▸ PASSAGE:
Park City Chamber and Visitors Bureau Unveils New Plan
The Park City Chamber of Commerce and Visitors Bureau has a new plan to bring visitors back to the area now that businesses have reopened.
Phase One of the Chamber's plan uses digital advertising to appeal to potential visitors from the Wasatch Front, which is the population centered around Salt Lake City that stretches north to Ogden and south to Provo, an area encompassing 80% of Utah's 3.2 million residents.
President and CEO of the Chamber, Bill Malone, said research from 2017 shows 20% of overnight leisure visitors in the Park City area came from the Wasatch Front. "There is business that we could have that people want to escape the Wasatch Front and the heat in the height of summer and will come up here and stay," said Malone. "We do need people from an economic standpoint, that guest, that is going to stay a couple days, spend money, whether it's retail, dining, lodging, activities, etc."
Malone said Phase Two of the Chamber's marketing plan expands advertising to what he calls "healthy drive" markets. "Our research has shown that people are ready now. Not everyone, but some people are ready to start absorbing advertising as it relates to outside vacationing, drive market. And the fact you can escape today at 104 degrees in Phoenix and be here in ten hours and fifteen minutes to Park City, I think those are the areas that people in the west can accomplish in terms of a drive market vacation."
Park City's lodging industry has taken a big hit due to COVID-19, said Malone, and the summer forecast is not encouraging. "It's a pretty dire situation from an occupancy standpoint. I looked at our May numbers and we're projecting to be down 94% in occupancy and June is projected to be down 64%."

▸ EXTRACTED ENTRIES:
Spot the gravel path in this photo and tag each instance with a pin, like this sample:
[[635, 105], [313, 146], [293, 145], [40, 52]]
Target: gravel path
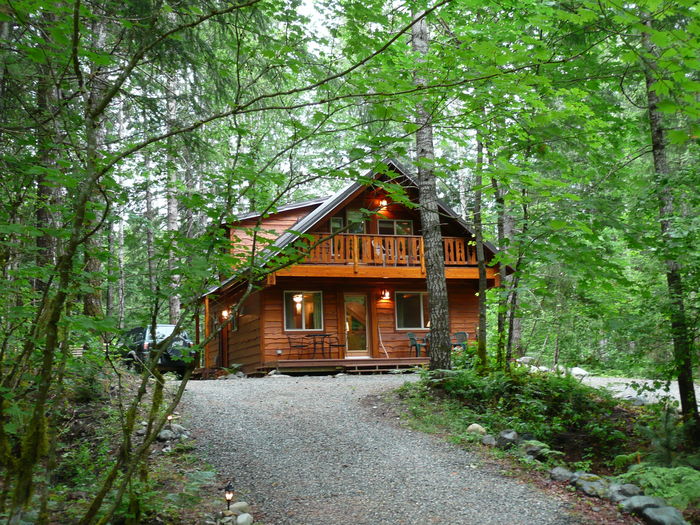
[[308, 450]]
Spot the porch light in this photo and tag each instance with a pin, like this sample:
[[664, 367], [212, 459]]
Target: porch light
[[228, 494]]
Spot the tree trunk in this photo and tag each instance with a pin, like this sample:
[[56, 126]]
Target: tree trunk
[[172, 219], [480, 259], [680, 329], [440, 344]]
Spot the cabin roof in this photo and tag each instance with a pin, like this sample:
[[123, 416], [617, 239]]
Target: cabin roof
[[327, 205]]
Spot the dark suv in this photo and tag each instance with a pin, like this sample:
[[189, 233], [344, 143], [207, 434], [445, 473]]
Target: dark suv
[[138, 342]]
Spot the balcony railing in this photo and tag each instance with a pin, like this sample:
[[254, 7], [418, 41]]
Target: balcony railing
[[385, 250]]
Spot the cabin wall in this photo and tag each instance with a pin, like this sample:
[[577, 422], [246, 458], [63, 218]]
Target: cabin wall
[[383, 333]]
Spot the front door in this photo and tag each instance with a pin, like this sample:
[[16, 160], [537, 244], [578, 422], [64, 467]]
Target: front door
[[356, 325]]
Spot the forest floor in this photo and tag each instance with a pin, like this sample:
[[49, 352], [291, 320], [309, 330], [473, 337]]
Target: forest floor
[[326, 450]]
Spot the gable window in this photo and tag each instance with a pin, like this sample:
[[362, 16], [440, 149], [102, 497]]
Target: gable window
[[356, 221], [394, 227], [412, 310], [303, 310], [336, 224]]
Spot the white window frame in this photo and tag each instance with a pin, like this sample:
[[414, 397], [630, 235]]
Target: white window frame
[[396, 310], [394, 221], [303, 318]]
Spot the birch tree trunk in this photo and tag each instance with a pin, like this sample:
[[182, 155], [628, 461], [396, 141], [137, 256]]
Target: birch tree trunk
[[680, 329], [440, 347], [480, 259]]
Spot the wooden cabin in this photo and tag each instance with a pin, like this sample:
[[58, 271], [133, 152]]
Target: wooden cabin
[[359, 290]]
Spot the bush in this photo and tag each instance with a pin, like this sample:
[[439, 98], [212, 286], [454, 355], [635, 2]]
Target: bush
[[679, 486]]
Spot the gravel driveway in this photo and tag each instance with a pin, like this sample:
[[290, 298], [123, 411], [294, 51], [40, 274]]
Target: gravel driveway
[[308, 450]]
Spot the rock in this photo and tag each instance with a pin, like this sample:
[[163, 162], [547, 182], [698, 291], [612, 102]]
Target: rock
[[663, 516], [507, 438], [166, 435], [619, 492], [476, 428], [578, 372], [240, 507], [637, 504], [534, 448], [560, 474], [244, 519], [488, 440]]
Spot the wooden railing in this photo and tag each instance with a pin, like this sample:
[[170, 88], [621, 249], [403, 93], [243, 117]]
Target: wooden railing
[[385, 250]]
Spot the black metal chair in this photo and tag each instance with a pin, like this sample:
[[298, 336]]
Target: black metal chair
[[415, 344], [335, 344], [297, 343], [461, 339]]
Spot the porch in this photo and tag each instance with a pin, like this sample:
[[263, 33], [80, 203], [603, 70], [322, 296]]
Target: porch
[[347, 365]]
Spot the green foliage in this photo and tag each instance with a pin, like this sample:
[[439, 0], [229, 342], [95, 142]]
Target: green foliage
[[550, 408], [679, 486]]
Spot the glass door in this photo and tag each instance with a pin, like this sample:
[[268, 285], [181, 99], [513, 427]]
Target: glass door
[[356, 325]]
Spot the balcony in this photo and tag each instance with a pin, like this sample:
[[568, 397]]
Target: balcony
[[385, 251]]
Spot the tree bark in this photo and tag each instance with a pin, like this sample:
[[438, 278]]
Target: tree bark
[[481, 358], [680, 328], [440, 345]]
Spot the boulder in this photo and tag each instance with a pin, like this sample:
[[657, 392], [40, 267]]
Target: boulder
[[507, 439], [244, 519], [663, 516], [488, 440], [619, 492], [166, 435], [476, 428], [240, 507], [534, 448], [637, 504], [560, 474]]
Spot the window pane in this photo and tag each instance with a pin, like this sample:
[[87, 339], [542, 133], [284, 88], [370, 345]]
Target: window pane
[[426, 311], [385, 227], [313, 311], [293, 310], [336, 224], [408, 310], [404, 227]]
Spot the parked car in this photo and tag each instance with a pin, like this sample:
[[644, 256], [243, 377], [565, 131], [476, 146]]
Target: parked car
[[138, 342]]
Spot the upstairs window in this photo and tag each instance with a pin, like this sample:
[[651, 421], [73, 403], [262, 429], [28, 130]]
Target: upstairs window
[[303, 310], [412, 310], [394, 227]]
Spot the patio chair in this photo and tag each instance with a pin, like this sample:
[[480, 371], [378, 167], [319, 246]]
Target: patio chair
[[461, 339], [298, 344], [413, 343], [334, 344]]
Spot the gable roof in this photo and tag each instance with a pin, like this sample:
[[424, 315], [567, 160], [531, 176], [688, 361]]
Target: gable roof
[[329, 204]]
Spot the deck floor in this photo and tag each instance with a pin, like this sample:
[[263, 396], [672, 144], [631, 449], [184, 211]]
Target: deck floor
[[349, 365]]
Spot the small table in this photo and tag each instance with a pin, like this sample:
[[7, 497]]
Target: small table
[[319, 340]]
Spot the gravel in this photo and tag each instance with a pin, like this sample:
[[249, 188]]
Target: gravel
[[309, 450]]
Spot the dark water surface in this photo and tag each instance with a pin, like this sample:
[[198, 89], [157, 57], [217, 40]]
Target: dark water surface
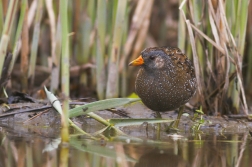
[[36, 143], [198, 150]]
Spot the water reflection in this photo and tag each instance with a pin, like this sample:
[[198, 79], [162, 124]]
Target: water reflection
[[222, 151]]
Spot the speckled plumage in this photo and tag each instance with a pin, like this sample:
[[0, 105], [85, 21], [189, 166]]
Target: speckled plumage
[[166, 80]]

▸ TASKS FOR THIS EXERCISE:
1: According to the Park City article, what percentage of overnight leisure visitors in the Park City area came from the Wasatch Front, based on research from 2017?
2: Continue the Park City article from where it stops.
Nothing in the items is needed here.

▸ ANSWERS:
1: 20%

2:
Another loss is the large corporate business travel that Malone says the Chamber has spent the last decade building. He says some of the luxury lodging facilities have lost 50% of their bookings this summer. "For the most part we are hearing good news that we have been able to rebook a lot of that into next year. But it will be a real challenge for all the suppliers and the people involved in weddings and photography, and all those types of things with group business and AV companies and things like that. That's going to take a big hit this summer."
Malone referred to Phase Three of the Chamber's marketing plan as the "new normal" when he presented it to the Summit County Council May 20th. Phase Three includes advertising in markets that are a short flight away from Park City. Malone hopes that could happen by late summer, but he is not making any guesses beyond that right now. "It's really hard to tell for winter. A drive market for winter is challenging for us. It does not look like what we have had in the past, obviously. But we have to see where we are in terms of safety and people's confidence in terms of getting on airplanes and coming here. We are speaking with the resorts, but it is really kind of up in the air right now. The focus is getting some activities and some semblance of summer going."
The Chamber's marketing plan costs about $250,000, which is far less than the $600,000 spent last year. Most of the marketing will be digital, which Malone says will allow the Chamber to easily dial back the advertising plan if COVID-19 makes a resurgence.